Collected data:

+ + + +

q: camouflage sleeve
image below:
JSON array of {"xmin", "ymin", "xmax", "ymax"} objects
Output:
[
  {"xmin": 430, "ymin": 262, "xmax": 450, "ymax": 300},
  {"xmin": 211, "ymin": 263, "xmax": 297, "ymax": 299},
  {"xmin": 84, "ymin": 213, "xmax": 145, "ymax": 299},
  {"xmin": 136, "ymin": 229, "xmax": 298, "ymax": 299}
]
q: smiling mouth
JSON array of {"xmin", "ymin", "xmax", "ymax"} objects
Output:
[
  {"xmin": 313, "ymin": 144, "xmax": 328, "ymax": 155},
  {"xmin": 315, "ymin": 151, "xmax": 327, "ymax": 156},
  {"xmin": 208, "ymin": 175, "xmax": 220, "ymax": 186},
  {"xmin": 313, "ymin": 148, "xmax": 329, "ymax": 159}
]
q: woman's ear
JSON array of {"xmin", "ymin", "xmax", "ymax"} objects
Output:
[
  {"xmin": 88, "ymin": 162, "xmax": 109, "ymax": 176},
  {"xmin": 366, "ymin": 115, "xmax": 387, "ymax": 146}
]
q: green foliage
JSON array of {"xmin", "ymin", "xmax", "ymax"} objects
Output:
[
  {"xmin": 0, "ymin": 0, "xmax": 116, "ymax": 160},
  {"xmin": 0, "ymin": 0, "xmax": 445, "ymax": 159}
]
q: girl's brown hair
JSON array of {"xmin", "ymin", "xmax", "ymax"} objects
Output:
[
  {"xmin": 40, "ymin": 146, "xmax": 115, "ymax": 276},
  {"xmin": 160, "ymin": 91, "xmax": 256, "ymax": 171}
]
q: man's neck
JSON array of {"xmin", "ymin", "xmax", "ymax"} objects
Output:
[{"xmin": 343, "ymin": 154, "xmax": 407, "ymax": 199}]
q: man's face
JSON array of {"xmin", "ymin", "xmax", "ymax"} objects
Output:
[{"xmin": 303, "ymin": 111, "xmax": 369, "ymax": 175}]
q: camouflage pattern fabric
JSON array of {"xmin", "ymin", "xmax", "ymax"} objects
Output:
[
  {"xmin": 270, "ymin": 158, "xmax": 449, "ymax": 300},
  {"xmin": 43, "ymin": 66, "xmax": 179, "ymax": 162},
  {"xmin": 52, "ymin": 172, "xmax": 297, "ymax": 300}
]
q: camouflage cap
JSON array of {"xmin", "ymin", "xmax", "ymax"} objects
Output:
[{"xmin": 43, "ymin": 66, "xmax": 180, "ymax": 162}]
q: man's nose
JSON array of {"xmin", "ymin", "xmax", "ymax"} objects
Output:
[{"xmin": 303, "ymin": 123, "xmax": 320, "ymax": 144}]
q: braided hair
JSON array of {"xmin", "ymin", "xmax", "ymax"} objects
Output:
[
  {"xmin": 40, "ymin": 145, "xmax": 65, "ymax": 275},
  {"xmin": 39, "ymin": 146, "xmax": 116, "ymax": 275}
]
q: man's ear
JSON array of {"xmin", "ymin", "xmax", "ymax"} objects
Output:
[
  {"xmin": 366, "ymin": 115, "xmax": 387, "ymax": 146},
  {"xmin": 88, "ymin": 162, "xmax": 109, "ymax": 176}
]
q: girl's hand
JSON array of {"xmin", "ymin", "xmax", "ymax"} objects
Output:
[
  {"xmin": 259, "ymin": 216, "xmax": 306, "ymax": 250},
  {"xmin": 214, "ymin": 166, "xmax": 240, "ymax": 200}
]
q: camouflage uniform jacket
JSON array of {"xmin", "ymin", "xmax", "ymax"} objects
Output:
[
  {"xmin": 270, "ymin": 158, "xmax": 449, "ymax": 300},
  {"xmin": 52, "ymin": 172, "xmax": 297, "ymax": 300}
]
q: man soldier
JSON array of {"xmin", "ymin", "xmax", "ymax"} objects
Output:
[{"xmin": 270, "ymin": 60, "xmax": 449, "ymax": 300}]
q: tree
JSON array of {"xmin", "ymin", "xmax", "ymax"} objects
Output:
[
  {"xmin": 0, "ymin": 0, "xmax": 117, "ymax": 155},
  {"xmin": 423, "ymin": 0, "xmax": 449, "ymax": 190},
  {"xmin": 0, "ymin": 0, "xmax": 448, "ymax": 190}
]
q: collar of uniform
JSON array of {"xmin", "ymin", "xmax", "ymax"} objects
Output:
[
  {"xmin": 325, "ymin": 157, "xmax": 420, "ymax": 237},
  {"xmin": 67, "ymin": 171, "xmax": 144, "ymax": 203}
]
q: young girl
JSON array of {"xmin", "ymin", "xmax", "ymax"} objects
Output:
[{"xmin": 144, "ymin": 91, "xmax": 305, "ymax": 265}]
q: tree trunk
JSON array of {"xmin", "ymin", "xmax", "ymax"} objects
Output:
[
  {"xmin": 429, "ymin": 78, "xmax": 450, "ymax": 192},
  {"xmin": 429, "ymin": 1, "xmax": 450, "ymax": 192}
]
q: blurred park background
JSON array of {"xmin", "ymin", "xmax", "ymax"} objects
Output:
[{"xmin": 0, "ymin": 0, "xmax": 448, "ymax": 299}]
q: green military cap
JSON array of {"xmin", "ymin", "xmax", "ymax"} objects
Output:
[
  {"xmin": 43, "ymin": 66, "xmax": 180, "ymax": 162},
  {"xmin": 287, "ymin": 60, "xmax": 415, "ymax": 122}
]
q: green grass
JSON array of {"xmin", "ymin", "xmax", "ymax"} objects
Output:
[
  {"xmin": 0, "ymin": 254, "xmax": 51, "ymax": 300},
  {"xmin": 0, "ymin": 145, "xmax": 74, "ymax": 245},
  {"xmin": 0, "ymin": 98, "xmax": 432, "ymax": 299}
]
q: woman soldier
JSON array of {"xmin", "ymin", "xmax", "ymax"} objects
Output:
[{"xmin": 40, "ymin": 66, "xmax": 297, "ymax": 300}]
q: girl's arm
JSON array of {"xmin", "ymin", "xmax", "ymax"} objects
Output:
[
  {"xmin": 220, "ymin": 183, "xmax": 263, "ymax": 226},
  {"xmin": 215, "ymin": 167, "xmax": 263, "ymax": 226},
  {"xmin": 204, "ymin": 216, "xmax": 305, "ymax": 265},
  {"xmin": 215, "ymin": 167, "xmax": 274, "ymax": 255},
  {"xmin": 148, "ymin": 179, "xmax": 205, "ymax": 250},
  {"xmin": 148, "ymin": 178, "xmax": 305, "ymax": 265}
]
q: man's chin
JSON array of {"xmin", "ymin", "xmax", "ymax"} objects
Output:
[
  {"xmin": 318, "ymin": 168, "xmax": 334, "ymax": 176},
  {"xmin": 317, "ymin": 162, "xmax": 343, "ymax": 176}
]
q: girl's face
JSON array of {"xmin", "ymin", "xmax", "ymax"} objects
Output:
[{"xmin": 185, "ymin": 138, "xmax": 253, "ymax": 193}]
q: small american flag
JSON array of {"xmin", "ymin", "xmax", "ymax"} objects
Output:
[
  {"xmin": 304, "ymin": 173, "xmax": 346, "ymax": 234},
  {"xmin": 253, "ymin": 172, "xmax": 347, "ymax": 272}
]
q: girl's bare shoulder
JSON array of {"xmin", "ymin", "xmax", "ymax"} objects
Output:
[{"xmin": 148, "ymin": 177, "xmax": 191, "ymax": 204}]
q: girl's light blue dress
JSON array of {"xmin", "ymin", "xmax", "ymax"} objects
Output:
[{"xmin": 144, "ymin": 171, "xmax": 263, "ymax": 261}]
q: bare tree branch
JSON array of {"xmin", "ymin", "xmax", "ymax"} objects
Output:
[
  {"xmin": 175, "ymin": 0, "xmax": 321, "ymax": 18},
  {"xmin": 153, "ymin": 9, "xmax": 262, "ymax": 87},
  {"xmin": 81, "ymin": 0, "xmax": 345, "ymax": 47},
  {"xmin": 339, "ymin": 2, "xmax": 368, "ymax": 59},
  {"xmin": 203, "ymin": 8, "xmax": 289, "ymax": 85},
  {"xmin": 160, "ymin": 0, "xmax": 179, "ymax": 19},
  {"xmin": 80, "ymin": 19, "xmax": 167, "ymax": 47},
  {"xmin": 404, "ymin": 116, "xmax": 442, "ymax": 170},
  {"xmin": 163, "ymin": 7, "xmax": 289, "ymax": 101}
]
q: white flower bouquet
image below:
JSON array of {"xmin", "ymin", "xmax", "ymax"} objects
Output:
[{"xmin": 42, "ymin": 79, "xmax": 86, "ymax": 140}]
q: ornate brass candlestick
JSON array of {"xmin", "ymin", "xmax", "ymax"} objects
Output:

+ + + +

## YOUR TASK:
All lines of the records containing "uniform" should be shown.

## RESULT OF THE TASK:
q: camouflage uniform jacket
q: collar of uniform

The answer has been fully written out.